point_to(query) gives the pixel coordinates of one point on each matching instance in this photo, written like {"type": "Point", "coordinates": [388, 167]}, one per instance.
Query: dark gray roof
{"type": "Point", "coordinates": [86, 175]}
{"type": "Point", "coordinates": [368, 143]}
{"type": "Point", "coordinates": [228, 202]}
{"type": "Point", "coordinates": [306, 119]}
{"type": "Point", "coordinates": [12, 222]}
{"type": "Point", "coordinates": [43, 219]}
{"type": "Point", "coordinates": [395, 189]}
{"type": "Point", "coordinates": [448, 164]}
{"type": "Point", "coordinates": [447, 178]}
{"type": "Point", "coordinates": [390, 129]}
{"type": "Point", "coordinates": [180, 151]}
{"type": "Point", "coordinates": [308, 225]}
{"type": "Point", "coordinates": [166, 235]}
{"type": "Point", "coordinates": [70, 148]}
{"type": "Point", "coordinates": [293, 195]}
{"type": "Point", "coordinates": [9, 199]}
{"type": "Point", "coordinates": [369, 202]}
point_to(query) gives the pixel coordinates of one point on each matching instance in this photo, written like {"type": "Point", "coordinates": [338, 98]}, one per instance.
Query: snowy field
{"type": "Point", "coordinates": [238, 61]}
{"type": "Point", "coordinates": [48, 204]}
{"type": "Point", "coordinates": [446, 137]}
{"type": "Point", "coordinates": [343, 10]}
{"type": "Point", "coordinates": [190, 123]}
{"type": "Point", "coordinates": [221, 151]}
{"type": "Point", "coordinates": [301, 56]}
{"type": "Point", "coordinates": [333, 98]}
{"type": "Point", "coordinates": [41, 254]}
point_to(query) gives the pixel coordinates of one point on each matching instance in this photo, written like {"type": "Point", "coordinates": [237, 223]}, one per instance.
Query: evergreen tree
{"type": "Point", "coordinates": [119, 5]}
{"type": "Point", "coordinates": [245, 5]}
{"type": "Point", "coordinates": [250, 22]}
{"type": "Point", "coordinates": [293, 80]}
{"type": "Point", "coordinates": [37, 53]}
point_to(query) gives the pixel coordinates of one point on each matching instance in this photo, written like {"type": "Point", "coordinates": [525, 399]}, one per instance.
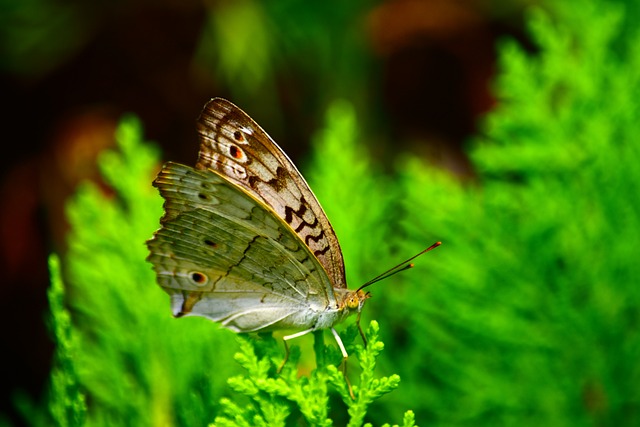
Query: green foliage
{"type": "Point", "coordinates": [67, 404]}
{"type": "Point", "coordinates": [135, 363]}
{"type": "Point", "coordinates": [273, 397]}
{"type": "Point", "coordinates": [528, 313]}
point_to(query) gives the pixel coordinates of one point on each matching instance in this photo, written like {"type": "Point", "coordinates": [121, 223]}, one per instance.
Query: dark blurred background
{"type": "Point", "coordinates": [418, 72]}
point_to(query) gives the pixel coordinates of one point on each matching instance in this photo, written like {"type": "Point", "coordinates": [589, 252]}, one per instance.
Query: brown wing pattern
{"type": "Point", "coordinates": [237, 147]}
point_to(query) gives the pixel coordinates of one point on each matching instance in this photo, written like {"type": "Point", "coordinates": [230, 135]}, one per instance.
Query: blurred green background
{"type": "Point", "coordinates": [506, 129]}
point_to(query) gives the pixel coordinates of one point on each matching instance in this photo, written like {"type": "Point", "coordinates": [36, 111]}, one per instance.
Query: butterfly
{"type": "Point", "coordinates": [244, 241]}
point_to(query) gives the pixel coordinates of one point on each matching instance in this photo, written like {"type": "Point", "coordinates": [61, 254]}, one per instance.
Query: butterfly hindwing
{"type": "Point", "coordinates": [223, 255]}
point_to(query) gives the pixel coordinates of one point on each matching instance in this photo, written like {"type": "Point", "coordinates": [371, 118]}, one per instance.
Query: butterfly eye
{"type": "Point", "coordinates": [353, 301]}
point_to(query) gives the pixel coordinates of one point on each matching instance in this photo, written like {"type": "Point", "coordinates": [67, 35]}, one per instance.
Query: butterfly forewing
{"type": "Point", "coordinates": [224, 255]}
{"type": "Point", "coordinates": [233, 144]}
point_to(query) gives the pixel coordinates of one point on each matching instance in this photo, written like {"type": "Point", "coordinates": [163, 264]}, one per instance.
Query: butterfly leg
{"type": "Point", "coordinates": [286, 346]}
{"type": "Point", "coordinates": [345, 356]}
{"type": "Point", "coordinates": [364, 339]}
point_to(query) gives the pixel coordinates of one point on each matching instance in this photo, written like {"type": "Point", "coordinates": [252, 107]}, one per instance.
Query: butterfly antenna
{"type": "Point", "coordinates": [404, 265]}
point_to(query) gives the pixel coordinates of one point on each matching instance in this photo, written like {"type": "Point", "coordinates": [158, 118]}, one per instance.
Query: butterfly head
{"type": "Point", "coordinates": [354, 300]}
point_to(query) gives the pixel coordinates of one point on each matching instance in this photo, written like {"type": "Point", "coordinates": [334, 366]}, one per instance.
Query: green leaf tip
{"type": "Point", "coordinates": [274, 397]}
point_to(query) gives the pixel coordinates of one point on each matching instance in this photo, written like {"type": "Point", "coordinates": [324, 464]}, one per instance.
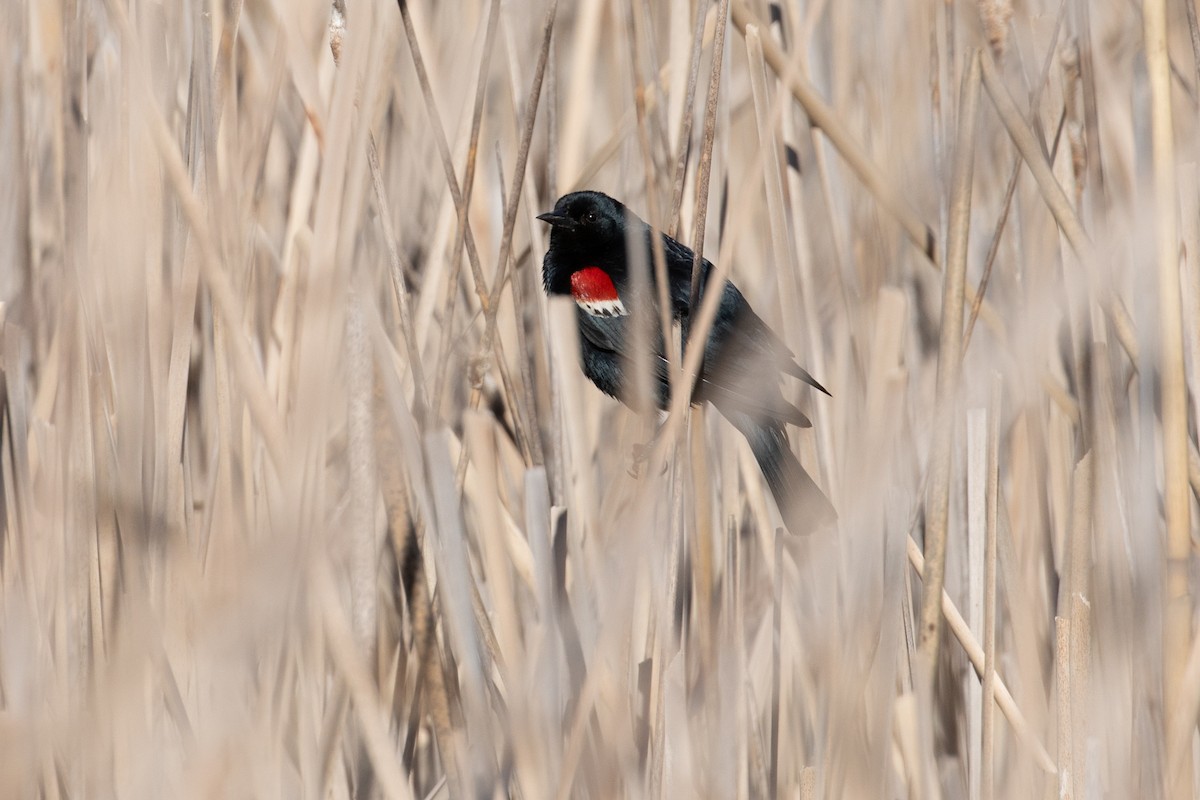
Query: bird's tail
{"type": "Point", "coordinates": [804, 506]}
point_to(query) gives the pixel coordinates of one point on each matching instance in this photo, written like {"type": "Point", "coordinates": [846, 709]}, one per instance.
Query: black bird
{"type": "Point", "coordinates": [743, 358]}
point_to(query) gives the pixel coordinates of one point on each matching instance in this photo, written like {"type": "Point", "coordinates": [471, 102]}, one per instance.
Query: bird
{"type": "Point", "coordinates": [743, 362]}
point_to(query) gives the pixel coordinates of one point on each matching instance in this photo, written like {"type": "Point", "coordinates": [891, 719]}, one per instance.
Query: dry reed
{"type": "Point", "coordinates": [304, 493]}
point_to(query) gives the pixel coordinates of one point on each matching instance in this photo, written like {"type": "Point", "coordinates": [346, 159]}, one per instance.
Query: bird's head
{"type": "Point", "coordinates": [587, 230]}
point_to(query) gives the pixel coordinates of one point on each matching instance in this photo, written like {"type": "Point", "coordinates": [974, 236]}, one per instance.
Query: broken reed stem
{"type": "Point", "coordinates": [1062, 697]}
{"type": "Point", "coordinates": [988, 725]}
{"type": "Point", "coordinates": [948, 367]}
{"type": "Point", "coordinates": [225, 299]}
{"type": "Point", "coordinates": [1053, 194]}
{"type": "Point", "coordinates": [345, 654]}
{"type": "Point", "coordinates": [1173, 390]}
{"type": "Point", "coordinates": [961, 631]}
{"type": "Point", "coordinates": [705, 169]}
{"type": "Point", "coordinates": [825, 118]}
{"type": "Point", "coordinates": [461, 209]}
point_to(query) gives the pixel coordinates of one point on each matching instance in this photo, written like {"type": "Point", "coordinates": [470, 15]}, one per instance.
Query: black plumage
{"type": "Point", "coordinates": [743, 358]}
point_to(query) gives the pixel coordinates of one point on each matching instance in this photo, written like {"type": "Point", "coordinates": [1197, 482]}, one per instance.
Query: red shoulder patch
{"type": "Point", "coordinates": [592, 284]}
{"type": "Point", "coordinates": [595, 293]}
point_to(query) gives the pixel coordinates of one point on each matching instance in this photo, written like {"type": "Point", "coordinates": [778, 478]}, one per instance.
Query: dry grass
{"type": "Point", "coordinates": [304, 493]}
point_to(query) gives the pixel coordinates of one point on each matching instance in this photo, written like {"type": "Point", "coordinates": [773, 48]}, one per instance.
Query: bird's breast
{"type": "Point", "coordinates": [595, 293]}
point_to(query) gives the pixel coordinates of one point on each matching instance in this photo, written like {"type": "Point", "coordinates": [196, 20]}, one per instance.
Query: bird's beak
{"type": "Point", "coordinates": [558, 221]}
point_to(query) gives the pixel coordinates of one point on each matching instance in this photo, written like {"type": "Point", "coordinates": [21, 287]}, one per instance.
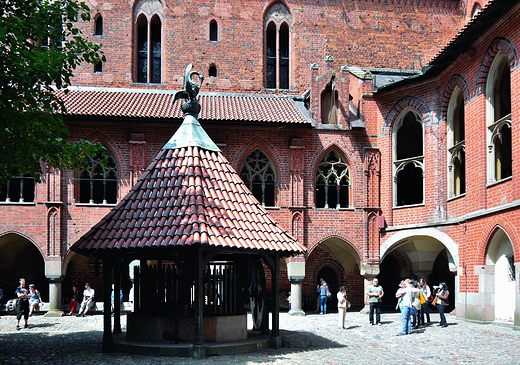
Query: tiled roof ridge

-- Set exercise --
Print each entry shown above with exact wording and no pictures.

-- Task answer --
point_to(query) gives the pixel coordinates of one point on each matching instance in this photo, written like {"type": "Point", "coordinates": [388, 167]}, one per instance.
Query: dark gray roof
{"type": "Point", "coordinates": [86, 175]}
{"type": "Point", "coordinates": [368, 143]}
{"type": "Point", "coordinates": [228, 202]}
{"type": "Point", "coordinates": [306, 119]}
{"type": "Point", "coordinates": [12, 222]}
{"type": "Point", "coordinates": [43, 219]}
{"type": "Point", "coordinates": [395, 189]}
{"type": "Point", "coordinates": [448, 164]}
{"type": "Point", "coordinates": [447, 178]}
{"type": "Point", "coordinates": [390, 129]}
{"type": "Point", "coordinates": [180, 151]}
{"type": "Point", "coordinates": [308, 225]}
{"type": "Point", "coordinates": [166, 235]}
{"type": "Point", "coordinates": [70, 148]}
{"type": "Point", "coordinates": [293, 195]}
{"type": "Point", "coordinates": [9, 199]}
{"type": "Point", "coordinates": [369, 202]}
point_to(query) gives the pixel coordinates of one point on each matching instance in this photo, written like {"type": "Point", "coordinates": [338, 98]}, one per instance.
Query: snowy field
{"type": "Point", "coordinates": [238, 61]}
{"type": "Point", "coordinates": [48, 204]}
{"type": "Point", "coordinates": [446, 137]}
{"type": "Point", "coordinates": [343, 10]}
{"type": "Point", "coordinates": [190, 123]}
{"type": "Point", "coordinates": [221, 151]}
{"type": "Point", "coordinates": [301, 56]}
{"type": "Point", "coordinates": [333, 98]}
{"type": "Point", "coordinates": [41, 254]}
point_to(query) gives the pixel coordinates of one point on each matching instance in this photo, written like {"type": "Point", "coordinates": [237, 223]}, one per instance.
Query: evergreen tree
{"type": "Point", "coordinates": [119, 5]}
{"type": "Point", "coordinates": [245, 5]}
{"type": "Point", "coordinates": [250, 22]}
{"type": "Point", "coordinates": [293, 80]}
{"type": "Point", "coordinates": [37, 53]}
point_to(query) gives the pixel coordinates of one point on each matching instance in this photo, written like {"type": "Point", "coordinates": [525, 399]}, one per instance.
Query: green foliage
{"type": "Point", "coordinates": [67, 404]}
{"type": "Point", "coordinates": [135, 363]}
{"type": "Point", "coordinates": [273, 397]}
{"type": "Point", "coordinates": [528, 313]}
point_to(query) gives the pixel coordinates of one point on each matching instance in this photo, written like {"type": "Point", "coordinates": [121, 223]}, one per instance.
Query: dark blurred background
{"type": "Point", "coordinates": [418, 72]}
point_to(query) gives the pixel coordinates of one point on each matching instance in this photo, written like {"type": "Point", "coordinates": [589, 252]}, one per instance.
Query: brown wing pattern
{"type": "Point", "coordinates": [237, 147]}
point_to(query) gives the pixel coordinates of one point on each matching instance in this photo, written like {"type": "Point", "coordinates": [230, 135]}, one per instance.
Query: blurred green background
{"type": "Point", "coordinates": [506, 129]}
point_to(query) gives the pixel coordinates of one point on each matching instance in this photo, written like {"type": "Point", "coordinates": [36, 111]}, one per instance.
Query: butterfly
{"type": "Point", "coordinates": [244, 241]}
point_to(query) gives the pixel coordinates of one point on each matching instance in this photo, written like {"type": "Point", "coordinates": [61, 254]}, one per instance.
Query: butterfly hindwing
{"type": "Point", "coordinates": [223, 255]}
point_to(query) gives the pixel coordinates of one point on each matching instance in this photo, written like {"type": "Point", "coordinates": [371, 118]}, one per instance.
Query: butterfly eye
{"type": "Point", "coordinates": [353, 301]}
point_to(query) gives the pixel coordinates of one point on each matching instance in this photo, written like {"type": "Point", "coordinates": [67, 35]}, one per instance.
Query: butterfly forewing
{"type": "Point", "coordinates": [224, 255]}
{"type": "Point", "coordinates": [233, 144]}
point_to(query) gives the pixel coordinates of one point on each matching instance in this photo, written like {"type": "Point", "coordinates": [163, 264]}, one per instance.
Query: butterfly leg
{"type": "Point", "coordinates": [286, 346]}
{"type": "Point", "coordinates": [345, 356]}
{"type": "Point", "coordinates": [364, 339]}
point_to(query) gives the pixel coordinates of one point on each matching instance in this photo, written like {"type": "Point", "coordinates": [252, 107]}, one per instance.
Query: butterfly antenna
{"type": "Point", "coordinates": [404, 265]}
point_to(query) gives the pixel coordinates of one point on each matching instance in this photo, written like {"type": "Point", "coordinates": [158, 118]}, one per instance.
Query: butterfly head
{"type": "Point", "coordinates": [354, 300]}
point_to(query) gives the pixel coordinates of one point on each matching instance in this photo, written like {"type": "Point", "coordinates": [334, 366]}, one per instance.
Query: green leaf tip
{"type": "Point", "coordinates": [274, 397]}
point_to(query) gives the pixel coordinates of one point on each matching instance in this photo, written like {"type": "Point", "coordinates": [324, 464]}, one per instance.
Query: bird's tail
{"type": "Point", "coordinates": [804, 506]}
point_to(query) gives the pixel coordinates of one point on each matching instance in this photo, written like {"type": "Point", "coordinates": [846, 709]}, one per instance.
Query: black bird
{"type": "Point", "coordinates": [743, 358]}
point_to(query) gives the pixel coordinates of one point on each matching instance in this photo, written like {"type": "Point", "coordinates": [471, 102]}, one per instance.
Query: bird
{"type": "Point", "coordinates": [743, 362]}
point_to(query) gives the pixel coordinates of one point on each matching instance in this photo, written like {"type": "Point", "coordinates": [891, 719]}, one per instance.
Query: dry reed
{"type": "Point", "coordinates": [304, 493]}
point_to(query) gives the pixel coordinates of one point on each matching instance in this photo, written like {"type": "Point", "coordinates": [346, 159]}, one per instance.
Query: bird's head
{"type": "Point", "coordinates": [587, 230]}
point_to(query) gives the pixel coordinates of one point on each matching instance in this photo, written like {"type": "Point", "coordinates": [974, 236]}, one per instance.
Query: broken reed stem
{"type": "Point", "coordinates": [1062, 697]}
{"type": "Point", "coordinates": [988, 725]}
{"type": "Point", "coordinates": [948, 367]}
{"type": "Point", "coordinates": [225, 299]}
{"type": "Point", "coordinates": [1053, 194]}
{"type": "Point", "coordinates": [345, 654]}
{"type": "Point", "coordinates": [1173, 390]}
{"type": "Point", "coordinates": [961, 631]}
{"type": "Point", "coordinates": [705, 169]}
{"type": "Point", "coordinates": [825, 118]}
{"type": "Point", "coordinates": [461, 209]}
point_to(query) gives the pixel coordinates of one point on each matching instance in this photo, written like {"type": "Point", "coordinates": [470, 15]}, one per instance.
Query: black plumage
{"type": "Point", "coordinates": [743, 358]}
point_to(query) gives the pixel coordinates of one point on each matching instance in this photo, written like {"type": "Point", "coordinates": [1197, 482]}, one per instance.
Query: red shoulder patch
{"type": "Point", "coordinates": [592, 284]}
{"type": "Point", "coordinates": [595, 293]}
point_to(query) gives the pixel coordinates of one point on each matching instance in this photo, written like {"type": "Point", "coordinates": [778, 478]}, one per instance.
Query: dry grass
{"type": "Point", "coordinates": [304, 493]}
point_to(query) gives the pixel coordinates of one point on each matching instance in this photo, written like {"type": "Point", "coordinates": [773, 48]}, one per instance.
Query: bird's breast
{"type": "Point", "coordinates": [595, 293]}
point_to(query) gives the pixel coordinates of one point on each matching instance in this photo, written like {"type": "Point", "coordinates": [196, 20]}, one per instance.
Query: bird's beak
{"type": "Point", "coordinates": [558, 221]}
point_to(query) gives the pixel coordinates of one point on each matching instance in this photo, written like {"type": "Point", "coordinates": [21, 287]}, one per instance.
Query: tiled roof ridge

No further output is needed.